- WHAT TO WORK ON -
How many lines in the data below contain the word "lamp"? Reply with the number only.
-------- PROVIDED INFORMATION
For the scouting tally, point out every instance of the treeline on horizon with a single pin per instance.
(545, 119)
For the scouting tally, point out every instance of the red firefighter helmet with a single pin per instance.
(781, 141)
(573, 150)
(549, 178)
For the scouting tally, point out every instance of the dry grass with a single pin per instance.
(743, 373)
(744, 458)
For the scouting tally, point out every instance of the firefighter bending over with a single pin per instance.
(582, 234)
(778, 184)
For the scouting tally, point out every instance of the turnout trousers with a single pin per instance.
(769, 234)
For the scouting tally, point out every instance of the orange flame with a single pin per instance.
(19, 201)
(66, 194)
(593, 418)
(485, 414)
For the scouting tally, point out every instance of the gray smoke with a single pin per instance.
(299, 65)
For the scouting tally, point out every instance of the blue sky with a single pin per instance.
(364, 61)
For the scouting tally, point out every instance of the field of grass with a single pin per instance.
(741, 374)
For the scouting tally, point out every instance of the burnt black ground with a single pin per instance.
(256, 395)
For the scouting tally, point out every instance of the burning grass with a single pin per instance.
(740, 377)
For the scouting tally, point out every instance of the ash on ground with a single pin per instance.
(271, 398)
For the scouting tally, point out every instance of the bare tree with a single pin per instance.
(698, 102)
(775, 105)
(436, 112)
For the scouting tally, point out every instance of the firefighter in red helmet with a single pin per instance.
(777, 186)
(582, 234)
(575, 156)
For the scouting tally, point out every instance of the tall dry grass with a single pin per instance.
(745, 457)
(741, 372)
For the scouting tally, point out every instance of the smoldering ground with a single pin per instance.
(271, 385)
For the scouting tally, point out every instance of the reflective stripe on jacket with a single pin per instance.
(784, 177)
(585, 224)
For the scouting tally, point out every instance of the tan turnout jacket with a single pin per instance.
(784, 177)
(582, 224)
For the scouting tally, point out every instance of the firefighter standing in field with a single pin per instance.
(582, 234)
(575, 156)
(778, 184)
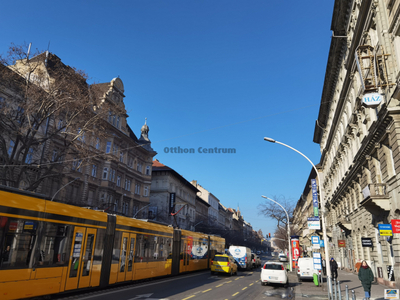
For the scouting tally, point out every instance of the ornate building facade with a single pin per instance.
(358, 130)
(113, 173)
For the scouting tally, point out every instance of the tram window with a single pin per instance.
(151, 248)
(55, 245)
(98, 248)
(117, 247)
(17, 238)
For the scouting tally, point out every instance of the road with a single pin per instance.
(204, 286)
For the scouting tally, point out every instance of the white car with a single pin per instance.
(274, 272)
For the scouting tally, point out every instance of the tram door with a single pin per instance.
(81, 258)
(186, 256)
(125, 267)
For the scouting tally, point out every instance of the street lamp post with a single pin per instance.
(63, 187)
(321, 196)
(288, 231)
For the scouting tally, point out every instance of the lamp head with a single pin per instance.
(269, 140)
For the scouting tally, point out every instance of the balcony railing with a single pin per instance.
(376, 194)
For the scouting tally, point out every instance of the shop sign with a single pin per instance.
(315, 242)
(396, 226)
(390, 272)
(366, 242)
(385, 229)
(372, 99)
(171, 203)
(315, 196)
(314, 223)
(317, 261)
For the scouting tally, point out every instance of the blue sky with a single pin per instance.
(205, 73)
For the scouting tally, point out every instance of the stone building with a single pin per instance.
(358, 130)
(213, 210)
(171, 193)
(112, 172)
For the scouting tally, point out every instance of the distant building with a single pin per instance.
(173, 196)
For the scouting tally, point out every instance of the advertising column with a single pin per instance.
(295, 250)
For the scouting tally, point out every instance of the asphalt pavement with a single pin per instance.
(349, 279)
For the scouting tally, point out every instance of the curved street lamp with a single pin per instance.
(321, 196)
(288, 232)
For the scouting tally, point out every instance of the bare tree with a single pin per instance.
(50, 117)
(271, 210)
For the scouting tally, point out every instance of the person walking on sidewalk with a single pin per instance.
(366, 277)
(333, 265)
(324, 266)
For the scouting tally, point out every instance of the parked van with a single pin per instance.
(242, 256)
(305, 268)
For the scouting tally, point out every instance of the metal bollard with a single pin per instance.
(353, 295)
(329, 282)
(334, 285)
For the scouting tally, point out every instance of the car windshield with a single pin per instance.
(221, 258)
(272, 267)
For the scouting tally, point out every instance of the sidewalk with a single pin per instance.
(308, 290)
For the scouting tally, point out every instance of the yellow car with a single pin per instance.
(223, 263)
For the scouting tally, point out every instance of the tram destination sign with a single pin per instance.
(385, 229)
(366, 242)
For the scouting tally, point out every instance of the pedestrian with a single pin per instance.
(333, 265)
(366, 277)
(324, 266)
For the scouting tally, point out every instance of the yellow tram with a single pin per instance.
(48, 247)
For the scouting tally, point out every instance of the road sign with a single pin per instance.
(385, 229)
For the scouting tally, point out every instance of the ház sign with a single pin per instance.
(372, 99)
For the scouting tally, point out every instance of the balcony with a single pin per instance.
(375, 197)
(344, 223)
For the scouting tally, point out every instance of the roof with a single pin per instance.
(157, 167)
(202, 201)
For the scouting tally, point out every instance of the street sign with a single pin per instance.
(366, 242)
(315, 241)
(315, 196)
(395, 226)
(385, 229)
(317, 261)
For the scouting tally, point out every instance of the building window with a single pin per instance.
(97, 143)
(127, 184)
(54, 155)
(28, 159)
(94, 170)
(130, 162)
(137, 189)
(105, 173)
(108, 147)
(11, 148)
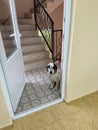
----------------
- SOLUTION TO THIS EXERCISE -
3